Supplied entries Start Marker
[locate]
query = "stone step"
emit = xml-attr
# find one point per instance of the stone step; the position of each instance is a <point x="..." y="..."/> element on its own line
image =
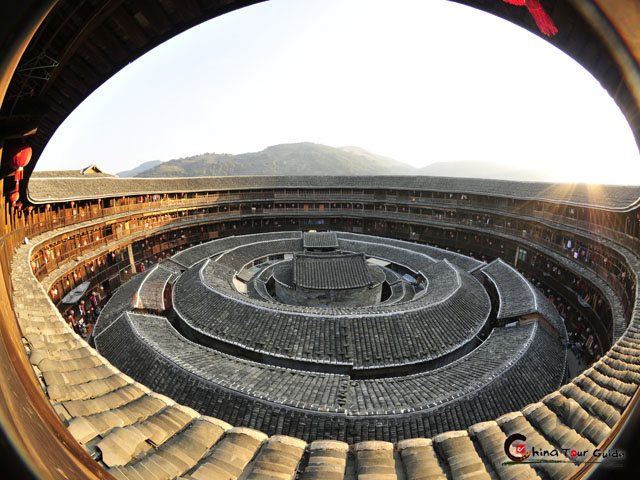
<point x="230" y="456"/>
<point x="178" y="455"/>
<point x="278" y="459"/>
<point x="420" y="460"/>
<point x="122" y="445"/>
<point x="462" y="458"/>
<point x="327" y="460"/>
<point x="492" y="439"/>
Supplied entries End Marker
Supplied entries Start Marker
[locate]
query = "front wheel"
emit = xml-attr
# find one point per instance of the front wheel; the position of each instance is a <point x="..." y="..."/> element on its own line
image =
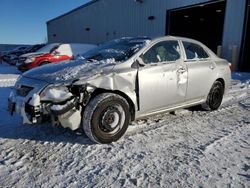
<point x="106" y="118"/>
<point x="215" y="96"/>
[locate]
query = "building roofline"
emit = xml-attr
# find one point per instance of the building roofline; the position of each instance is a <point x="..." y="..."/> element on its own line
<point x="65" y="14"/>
Supplied entries End Marker
Supplied entries Start Marker
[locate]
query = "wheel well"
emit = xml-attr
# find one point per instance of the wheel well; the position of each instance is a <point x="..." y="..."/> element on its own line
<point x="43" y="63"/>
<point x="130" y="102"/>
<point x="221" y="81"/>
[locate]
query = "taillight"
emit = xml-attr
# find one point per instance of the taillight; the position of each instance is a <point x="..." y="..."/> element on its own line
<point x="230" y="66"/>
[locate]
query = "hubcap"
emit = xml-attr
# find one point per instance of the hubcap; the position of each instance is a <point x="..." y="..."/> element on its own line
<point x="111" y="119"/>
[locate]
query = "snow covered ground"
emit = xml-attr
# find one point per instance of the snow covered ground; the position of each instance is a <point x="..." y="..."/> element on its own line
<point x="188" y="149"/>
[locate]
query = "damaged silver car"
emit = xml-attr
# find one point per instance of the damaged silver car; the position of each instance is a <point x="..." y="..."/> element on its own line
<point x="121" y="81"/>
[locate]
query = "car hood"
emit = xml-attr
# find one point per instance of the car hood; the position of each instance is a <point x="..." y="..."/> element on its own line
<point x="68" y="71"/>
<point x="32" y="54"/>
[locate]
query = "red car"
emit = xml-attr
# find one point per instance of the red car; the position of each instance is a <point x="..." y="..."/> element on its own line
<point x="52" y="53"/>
Supplied entries End Marker
A single number is required: the count of lines in the entries that include the word "stone".

(Result for this task) 2